-- Start of Data supplied --

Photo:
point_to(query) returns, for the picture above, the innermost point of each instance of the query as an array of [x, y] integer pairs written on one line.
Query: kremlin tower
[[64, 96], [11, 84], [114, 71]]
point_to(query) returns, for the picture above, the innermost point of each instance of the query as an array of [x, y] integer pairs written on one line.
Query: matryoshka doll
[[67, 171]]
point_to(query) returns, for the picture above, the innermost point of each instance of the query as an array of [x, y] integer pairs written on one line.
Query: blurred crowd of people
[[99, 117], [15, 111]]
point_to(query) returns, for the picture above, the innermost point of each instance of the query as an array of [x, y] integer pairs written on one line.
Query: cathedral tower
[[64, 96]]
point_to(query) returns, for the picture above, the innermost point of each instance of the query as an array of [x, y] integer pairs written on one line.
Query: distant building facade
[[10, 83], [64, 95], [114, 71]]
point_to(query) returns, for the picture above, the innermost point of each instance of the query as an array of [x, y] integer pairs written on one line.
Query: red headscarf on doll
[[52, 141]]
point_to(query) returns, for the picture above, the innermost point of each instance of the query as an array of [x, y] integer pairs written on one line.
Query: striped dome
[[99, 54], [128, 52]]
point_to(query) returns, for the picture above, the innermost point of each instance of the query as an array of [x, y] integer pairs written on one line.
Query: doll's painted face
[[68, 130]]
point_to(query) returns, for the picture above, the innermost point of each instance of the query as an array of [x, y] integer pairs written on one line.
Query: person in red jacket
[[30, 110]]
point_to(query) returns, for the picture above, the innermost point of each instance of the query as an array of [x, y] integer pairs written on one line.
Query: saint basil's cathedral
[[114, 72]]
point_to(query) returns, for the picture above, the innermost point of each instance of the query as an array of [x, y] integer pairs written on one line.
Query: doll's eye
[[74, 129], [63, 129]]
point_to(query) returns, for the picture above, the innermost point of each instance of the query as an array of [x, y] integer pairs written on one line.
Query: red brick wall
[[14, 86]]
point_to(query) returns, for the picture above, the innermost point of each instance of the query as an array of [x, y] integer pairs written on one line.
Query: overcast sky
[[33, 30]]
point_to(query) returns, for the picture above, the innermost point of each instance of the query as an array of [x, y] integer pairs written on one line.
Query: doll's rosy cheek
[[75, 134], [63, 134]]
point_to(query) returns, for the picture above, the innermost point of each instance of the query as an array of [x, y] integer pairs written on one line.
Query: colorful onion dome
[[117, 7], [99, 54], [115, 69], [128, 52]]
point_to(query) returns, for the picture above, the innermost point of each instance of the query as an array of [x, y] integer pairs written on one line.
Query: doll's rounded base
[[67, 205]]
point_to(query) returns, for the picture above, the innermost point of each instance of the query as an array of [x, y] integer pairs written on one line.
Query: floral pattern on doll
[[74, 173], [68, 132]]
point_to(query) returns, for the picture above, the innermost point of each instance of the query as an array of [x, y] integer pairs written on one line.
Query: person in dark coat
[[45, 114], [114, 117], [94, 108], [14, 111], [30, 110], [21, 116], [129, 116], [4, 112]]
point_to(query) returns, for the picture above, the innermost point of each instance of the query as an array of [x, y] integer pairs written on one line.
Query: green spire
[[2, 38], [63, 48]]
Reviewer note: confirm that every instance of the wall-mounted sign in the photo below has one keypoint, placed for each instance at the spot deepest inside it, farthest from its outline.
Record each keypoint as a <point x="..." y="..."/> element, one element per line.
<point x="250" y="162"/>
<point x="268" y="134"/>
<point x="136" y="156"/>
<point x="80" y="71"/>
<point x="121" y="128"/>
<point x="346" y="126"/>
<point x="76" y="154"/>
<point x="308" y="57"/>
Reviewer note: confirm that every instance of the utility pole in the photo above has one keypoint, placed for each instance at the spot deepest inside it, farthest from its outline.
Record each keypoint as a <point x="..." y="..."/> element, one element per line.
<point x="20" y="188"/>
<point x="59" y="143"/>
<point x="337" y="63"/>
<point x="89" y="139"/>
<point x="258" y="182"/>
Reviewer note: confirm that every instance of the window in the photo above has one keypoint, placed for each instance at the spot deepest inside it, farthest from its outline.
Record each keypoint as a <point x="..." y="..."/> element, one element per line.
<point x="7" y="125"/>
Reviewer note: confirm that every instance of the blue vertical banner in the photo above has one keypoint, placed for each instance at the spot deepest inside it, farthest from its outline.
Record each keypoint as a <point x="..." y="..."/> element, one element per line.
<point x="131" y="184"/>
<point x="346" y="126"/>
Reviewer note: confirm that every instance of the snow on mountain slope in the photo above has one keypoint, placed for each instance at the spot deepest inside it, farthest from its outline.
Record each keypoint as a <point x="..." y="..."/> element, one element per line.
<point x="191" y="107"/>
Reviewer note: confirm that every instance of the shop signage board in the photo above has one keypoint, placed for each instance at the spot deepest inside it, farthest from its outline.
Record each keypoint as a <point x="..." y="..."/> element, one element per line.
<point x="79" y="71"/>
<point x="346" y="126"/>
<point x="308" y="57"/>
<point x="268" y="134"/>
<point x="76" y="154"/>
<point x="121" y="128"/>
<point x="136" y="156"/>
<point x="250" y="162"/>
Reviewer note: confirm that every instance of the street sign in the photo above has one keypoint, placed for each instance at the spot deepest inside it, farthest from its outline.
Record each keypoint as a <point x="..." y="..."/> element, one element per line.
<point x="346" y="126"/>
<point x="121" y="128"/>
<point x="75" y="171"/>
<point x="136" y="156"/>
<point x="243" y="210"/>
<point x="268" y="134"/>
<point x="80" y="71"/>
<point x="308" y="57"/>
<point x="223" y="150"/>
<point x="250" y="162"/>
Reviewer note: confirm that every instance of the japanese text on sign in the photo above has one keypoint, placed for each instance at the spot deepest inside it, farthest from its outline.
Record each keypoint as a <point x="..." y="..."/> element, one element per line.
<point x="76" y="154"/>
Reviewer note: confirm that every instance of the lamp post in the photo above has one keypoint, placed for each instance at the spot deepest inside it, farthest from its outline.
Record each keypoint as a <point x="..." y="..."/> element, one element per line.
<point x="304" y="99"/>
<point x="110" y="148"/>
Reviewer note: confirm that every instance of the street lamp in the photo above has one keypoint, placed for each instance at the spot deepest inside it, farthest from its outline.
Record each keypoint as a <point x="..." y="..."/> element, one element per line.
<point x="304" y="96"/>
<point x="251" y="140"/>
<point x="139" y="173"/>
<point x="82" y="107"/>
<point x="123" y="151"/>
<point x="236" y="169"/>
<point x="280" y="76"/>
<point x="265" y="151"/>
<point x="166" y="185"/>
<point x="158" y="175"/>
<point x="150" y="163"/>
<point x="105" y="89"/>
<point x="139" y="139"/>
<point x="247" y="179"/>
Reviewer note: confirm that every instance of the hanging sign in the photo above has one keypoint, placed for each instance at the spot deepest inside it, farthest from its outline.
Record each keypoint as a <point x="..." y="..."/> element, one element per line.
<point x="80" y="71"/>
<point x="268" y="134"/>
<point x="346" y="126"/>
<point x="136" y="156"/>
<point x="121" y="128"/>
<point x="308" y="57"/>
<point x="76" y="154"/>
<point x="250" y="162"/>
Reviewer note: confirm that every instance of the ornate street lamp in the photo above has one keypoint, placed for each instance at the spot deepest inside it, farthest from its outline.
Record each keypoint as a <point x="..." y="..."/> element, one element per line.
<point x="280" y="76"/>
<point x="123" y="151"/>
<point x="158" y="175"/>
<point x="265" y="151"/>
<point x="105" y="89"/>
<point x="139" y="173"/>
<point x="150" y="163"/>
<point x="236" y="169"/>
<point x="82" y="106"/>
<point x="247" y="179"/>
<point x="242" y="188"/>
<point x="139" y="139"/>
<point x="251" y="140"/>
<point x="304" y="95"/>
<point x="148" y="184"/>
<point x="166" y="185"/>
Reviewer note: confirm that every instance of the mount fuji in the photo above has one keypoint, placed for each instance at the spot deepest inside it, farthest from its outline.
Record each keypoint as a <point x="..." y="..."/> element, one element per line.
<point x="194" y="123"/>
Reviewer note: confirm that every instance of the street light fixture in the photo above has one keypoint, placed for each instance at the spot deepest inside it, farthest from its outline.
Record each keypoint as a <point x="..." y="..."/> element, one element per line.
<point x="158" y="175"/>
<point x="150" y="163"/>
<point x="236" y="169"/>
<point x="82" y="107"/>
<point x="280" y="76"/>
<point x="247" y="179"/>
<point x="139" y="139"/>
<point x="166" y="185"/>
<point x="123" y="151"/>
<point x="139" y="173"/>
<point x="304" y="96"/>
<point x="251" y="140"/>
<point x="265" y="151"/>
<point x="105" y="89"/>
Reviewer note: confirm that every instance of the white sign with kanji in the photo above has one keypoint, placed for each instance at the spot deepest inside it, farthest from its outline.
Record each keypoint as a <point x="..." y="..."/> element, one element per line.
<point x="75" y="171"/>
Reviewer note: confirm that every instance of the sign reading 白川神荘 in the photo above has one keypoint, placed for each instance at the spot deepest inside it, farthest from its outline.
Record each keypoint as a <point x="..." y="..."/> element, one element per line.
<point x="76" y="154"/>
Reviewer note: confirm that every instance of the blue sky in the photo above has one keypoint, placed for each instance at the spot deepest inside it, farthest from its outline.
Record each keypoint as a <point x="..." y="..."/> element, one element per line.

-- End of Data supplied --

_Requirements_
Quote exactly and only the lines from the one holding "Reviewer note: confirm that every instance of the white" through the end of the data.

_Finished task_
Reviewer note: confirm that every instance of the white sign with kanji in the photo above has one keypoint, placed for each instance at the spot deepest inside it, farthest from its outline.
Record each keypoint as a <point x="..." y="..."/> element, one element per line.
<point x="75" y="171"/>
Reviewer note: confirm that every instance of the sign reading 白川神荘 in the photo above has one keypoint, placed for each instance at the spot deepest inside it, farthest from its outline.
Record each keypoint as a <point x="..." y="..."/> element, one element per line.
<point x="76" y="154"/>
Reviewer note: confirm that every instance of the blue sky in the photo above has one keypoint, placed for each instance at the spot deepest inside it, farthest from its outline.
Record each keypoint as a <point x="..." y="..."/> element, one element per line.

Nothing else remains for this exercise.